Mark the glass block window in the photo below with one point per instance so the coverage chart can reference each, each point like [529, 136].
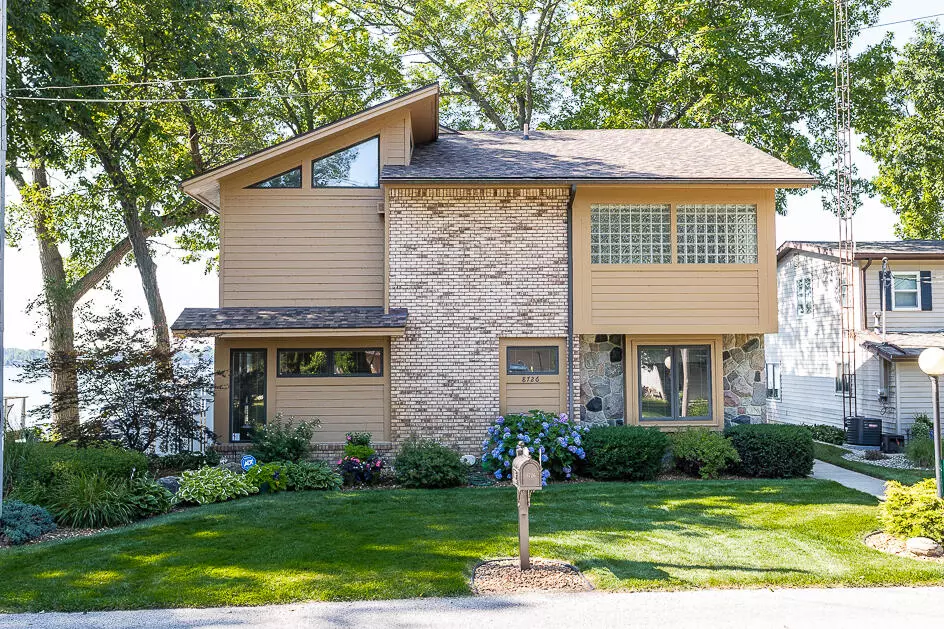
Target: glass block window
[630, 234]
[717, 234]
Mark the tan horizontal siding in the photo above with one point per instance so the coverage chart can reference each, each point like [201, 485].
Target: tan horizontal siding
[307, 247]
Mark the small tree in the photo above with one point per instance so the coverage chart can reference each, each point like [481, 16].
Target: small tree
[131, 391]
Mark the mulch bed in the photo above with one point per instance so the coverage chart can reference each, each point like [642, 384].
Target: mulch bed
[893, 546]
[504, 576]
[60, 533]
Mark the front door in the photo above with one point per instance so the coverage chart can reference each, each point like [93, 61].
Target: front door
[247, 379]
[533, 375]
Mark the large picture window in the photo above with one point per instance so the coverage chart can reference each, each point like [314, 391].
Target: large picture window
[356, 166]
[630, 234]
[674, 382]
[247, 385]
[716, 234]
[321, 363]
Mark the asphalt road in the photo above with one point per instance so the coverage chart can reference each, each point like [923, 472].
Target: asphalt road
[704, 609]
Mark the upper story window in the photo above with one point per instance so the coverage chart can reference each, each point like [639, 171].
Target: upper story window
[314, 363]
[356, 166]
[630, 234]
[906, 294]
[289, 179]
[804, 292]
[717, 234]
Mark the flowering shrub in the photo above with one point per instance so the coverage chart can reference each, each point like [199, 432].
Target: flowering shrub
[360, 472]
[557, 441]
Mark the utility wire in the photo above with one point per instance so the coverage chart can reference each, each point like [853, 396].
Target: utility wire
[153, 101]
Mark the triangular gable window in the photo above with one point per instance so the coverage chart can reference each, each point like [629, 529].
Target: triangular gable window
[356, 166]
[288, 179]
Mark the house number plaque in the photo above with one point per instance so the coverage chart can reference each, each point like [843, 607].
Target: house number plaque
[526, 477]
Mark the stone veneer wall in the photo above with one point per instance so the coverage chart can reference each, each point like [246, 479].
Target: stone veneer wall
[745, 379]
[602, 378]
[472, 265]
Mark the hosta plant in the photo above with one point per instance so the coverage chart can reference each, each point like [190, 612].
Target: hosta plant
[213, 484]
[556, 440]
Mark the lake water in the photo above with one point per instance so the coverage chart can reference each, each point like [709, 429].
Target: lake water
[34, 392]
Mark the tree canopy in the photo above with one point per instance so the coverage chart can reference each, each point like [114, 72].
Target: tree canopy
[906, 138]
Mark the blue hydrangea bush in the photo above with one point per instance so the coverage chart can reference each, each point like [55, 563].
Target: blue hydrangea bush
[556, 440]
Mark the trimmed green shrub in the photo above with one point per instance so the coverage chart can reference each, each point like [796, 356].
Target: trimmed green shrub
[147, 498]
[429, 465]
[772, 450]
[313, 475]
[91, 500]
[359, 452]
[920, 451]
[48, 463]
[357, 438]
[913, 511]
[268, 477]
[213, 484]
[283, 440]
[166, 464]
[702, 452]
[923, 427]
[23, 522]
[827, 433]
[624, 452]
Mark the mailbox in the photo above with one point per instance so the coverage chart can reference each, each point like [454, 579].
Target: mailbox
[525, 471]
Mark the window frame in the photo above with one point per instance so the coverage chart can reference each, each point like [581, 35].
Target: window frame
[341, 150]
[330, 351]
[917, 291]
[258, 185]
[675, 348]
[772, 371]
[802, 293]
[508, 349]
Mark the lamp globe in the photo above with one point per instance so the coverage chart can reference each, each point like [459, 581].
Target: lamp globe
[931, 361]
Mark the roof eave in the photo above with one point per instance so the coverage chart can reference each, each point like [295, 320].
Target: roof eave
[205, 187]
[777, 183]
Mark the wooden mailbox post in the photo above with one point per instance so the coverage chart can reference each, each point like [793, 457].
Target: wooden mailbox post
[526, 477]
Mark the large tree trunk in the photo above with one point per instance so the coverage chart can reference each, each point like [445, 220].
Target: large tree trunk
[60, 304]
[148, 271]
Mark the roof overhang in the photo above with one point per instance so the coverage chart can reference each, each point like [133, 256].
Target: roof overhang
[290, 321]
[423, 104]
[610, 181]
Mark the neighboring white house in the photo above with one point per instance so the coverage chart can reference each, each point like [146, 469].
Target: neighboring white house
[802, 359]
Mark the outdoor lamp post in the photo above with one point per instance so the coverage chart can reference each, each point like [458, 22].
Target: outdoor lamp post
[931, 362]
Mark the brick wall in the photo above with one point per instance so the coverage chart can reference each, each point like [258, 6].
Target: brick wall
[472, 265]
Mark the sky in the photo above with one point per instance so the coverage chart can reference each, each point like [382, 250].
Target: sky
[187, 285]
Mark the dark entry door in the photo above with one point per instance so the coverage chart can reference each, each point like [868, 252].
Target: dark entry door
[247, 382]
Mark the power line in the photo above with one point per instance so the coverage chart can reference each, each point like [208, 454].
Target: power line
[154, 101]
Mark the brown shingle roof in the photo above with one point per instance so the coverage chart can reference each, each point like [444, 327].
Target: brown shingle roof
[902, 249]
[670, 155]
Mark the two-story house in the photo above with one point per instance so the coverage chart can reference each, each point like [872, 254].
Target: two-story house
[383, 273]
[804, 385]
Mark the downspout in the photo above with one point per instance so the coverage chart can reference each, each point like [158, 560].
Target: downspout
[570, 302]
[865, 296]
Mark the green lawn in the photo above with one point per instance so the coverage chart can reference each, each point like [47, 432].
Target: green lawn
[391, 544]
[833, 454]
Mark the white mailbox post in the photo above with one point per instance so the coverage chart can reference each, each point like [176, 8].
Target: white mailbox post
[526, 477]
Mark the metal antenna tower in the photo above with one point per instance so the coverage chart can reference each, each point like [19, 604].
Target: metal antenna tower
[845, 209]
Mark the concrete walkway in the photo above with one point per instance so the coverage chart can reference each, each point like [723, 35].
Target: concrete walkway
[703, 609]
[853, 480]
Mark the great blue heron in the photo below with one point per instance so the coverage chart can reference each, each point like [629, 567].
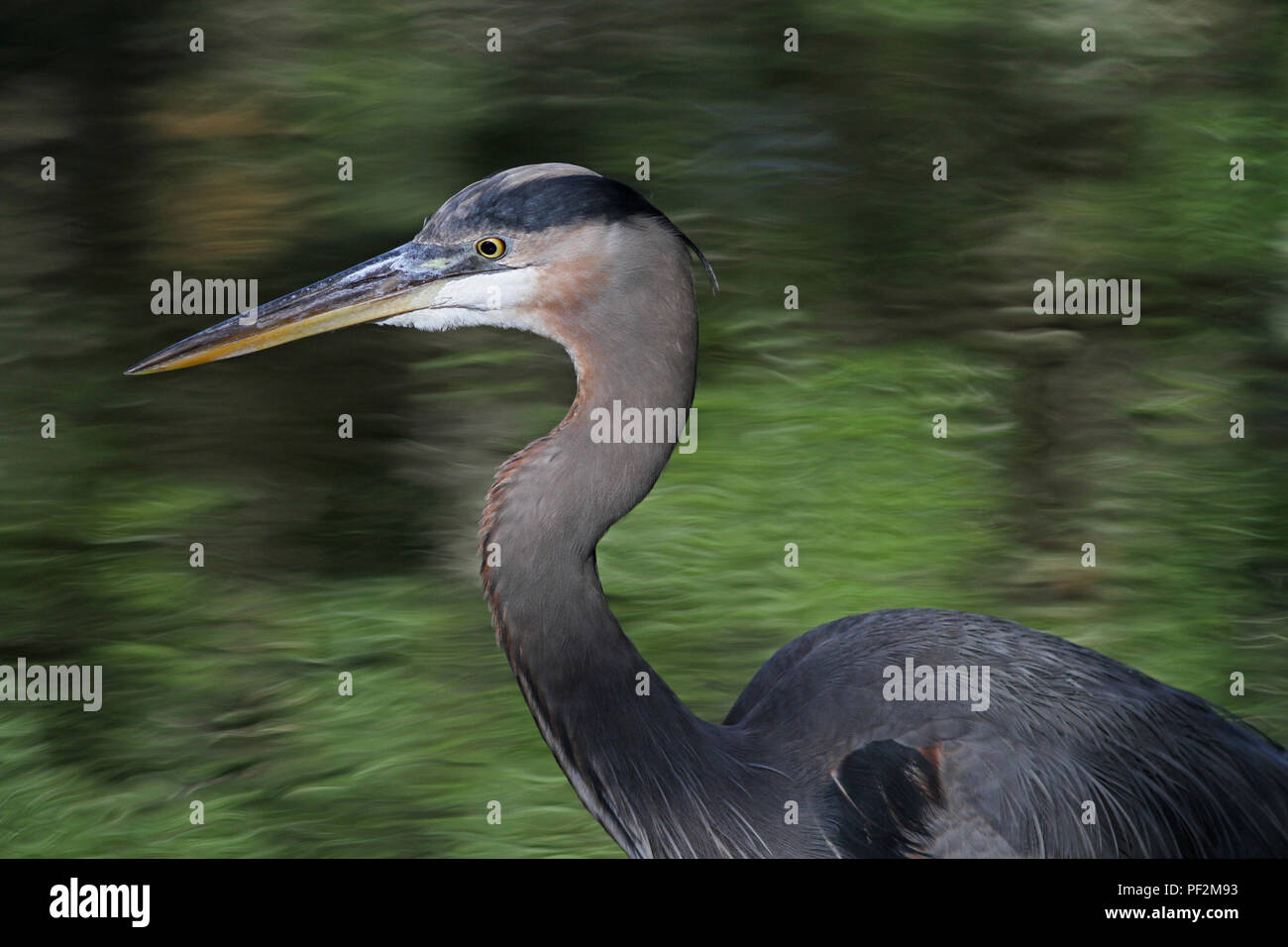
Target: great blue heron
[825, 753]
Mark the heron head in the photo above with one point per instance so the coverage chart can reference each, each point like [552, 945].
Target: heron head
[529, 248]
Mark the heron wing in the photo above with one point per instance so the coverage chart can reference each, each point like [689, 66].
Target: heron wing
[1074, 754]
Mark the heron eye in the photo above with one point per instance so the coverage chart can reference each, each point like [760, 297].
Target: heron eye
[490, 248]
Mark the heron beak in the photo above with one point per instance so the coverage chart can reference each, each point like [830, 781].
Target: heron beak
[399, 281]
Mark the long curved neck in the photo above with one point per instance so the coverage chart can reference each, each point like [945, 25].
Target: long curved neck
[636, 757]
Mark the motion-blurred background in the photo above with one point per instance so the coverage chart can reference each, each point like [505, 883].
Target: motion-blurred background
[809, 169]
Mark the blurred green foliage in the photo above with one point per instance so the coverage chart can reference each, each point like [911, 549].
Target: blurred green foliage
[809, 169]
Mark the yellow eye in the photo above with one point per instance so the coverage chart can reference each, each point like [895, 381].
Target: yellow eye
[490, 248]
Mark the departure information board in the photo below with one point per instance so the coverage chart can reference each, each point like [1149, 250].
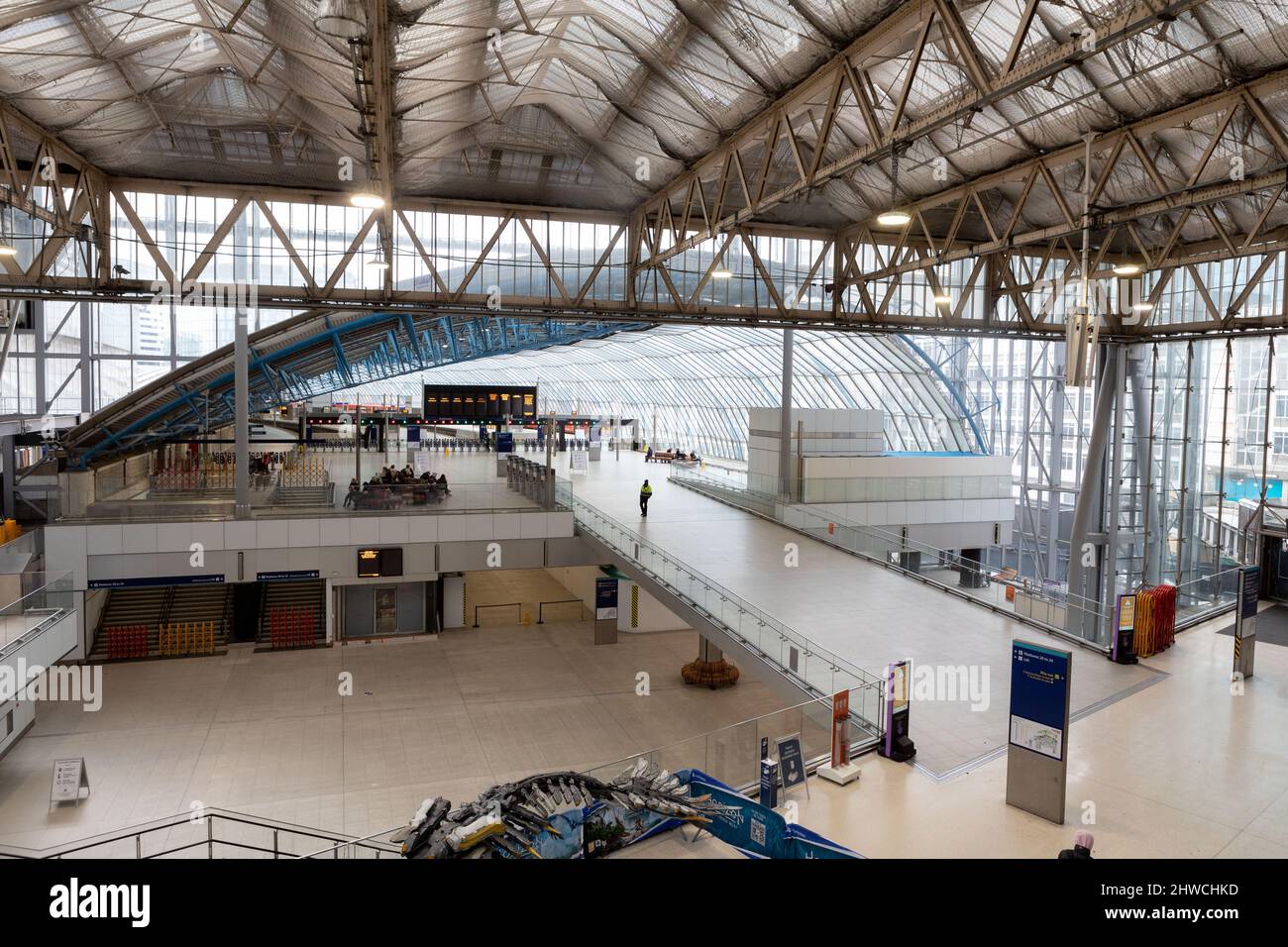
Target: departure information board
[460, 403]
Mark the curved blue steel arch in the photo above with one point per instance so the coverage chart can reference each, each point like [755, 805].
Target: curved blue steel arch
[464, 341]
[953, 390]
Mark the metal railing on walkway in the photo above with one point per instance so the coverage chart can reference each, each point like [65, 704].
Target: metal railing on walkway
[732, 754]
[811, 668]
[977, 581]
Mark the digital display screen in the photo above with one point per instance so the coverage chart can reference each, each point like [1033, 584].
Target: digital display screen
[377, 564]
[481, 403]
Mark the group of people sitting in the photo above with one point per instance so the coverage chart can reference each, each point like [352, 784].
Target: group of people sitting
[674, 454]
[390, 486]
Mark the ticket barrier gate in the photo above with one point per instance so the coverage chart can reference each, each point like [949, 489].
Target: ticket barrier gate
[533, 480]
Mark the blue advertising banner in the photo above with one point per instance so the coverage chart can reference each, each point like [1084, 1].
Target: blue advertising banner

## Task goal
Which lines in the data above hold the string "advertising"? Return each of them.

## Your response
Mark the blue advertising banner in the photo above with one point per instance so the coverage chart can reference each, each point like [1084, 1].
Target: blue advertising banner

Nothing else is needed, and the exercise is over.